[START GIVEN PASSAGE]

When the Irish railway engineer Sir John Macneill toured the Ulster Canal in 1861, he was asked for his professional opinion on its future. His advice was simple: drain it and let cows graze on the bed. The Ulster Canal had been open just twenty years and was already a financial ruin. The locks had been built deliberately narrower than every other waterway it should have connected to. The water supply was inadequate. The contractors had walked off the job. Thomas Telford himself, drafted in to inspect the works, had ordered a redesign that drove the lock count from eighteen to twenty-six. It was, the historian L.T.C. Rolt later wrote, a canal that should never have been dug. And yet, almost two hundred years later, Waterways Ireland is digging it again.
The dream of cutting a waterway across Ulster went back to 1778, when a proposal was made to link Ballyshannon on the Atlantic coast to Lower Lough Erne for thirty-two thousand pounds. The vision quickly grew: continue from Enniskillen to Belturbet, then on through Ballyconnell to the River Shannon at Leitrim, and you would have a trans-Irish waterway connecting Belfast in the east to Limerick in the west, rivalling the Grand and Royal Canals to the south. A section between Ballyshannon and Belleek was built starting in 1783, with Richard Evans of the Royal Canal overseeing the work. Then the money ran out in 1794, and the project slept. By 1814 the Directors General of Inland Navigation revived it as a job-creation scheme. The engineer John Killaly surveyed the route in 1815 and produced an estimate of 233,000 pounds for a 35.5-mile link between Lough Neagh and Lough Erne.

[END GIVEN PASSAGE]

TASK REQUIREMENTS ->
a - Please answer these questions from the Ulster Canal passage, one line each:
(i) What did Sir John Macneill advise doing with the canal in 1861?
(ii) Telford's redesign raised the lock count from what number to what number?
(iii) What was John Killaly's 1815 estimate, and for what link?
b - Summarize the Ulster Canal passage in two sentences.

[START MATERIAL PROVIDED]

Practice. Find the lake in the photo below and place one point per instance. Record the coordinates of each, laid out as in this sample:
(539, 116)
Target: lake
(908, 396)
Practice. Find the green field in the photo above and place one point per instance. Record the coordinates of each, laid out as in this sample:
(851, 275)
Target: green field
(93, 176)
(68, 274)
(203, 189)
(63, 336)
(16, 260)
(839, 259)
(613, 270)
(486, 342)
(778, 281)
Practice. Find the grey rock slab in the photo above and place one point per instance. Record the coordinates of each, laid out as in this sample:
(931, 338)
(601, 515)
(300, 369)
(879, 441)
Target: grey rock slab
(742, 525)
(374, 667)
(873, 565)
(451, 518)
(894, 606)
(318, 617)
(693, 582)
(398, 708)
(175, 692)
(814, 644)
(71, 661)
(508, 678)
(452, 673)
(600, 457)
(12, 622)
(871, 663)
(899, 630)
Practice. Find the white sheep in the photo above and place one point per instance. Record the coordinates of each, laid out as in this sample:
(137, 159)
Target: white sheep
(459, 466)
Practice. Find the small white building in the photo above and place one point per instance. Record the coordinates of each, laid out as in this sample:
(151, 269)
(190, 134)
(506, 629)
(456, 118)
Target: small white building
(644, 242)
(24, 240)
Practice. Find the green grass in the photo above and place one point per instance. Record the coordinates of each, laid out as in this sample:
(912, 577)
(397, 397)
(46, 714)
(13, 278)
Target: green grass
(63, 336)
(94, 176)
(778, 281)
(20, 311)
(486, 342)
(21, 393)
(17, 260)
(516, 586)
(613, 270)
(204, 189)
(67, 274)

[END MATERIAL PROVIDED]

REPLIES ->
a -
(i) Drain it and let cows graze on the bed.
(ii) From eighteen to twenty-six.
(iii) 233,000 pounds, for a 35.5-mile link between Lough Neagh and Lough Erne.

b - Twenty years after it opened, the Ulster Canal was a financial ruin, with locks narrower than the waterways it should have joined, too little water, contractors who had walked off the job and a Telford redesign that added locks, and in 1861 Sir John Macneill advised draining it, yet Waterways Ireland is now digging it again. The idea of a waterway across Ulster began with a 1778 proposal, grew into a vision of a trans-Irish route from Belfast to Limerick, stalled when money ran out in 1794, and was revived in 1814, with John Killaly estimating 233,000 pounds in 1815 for a link between Lough Neagh and Lough Erne.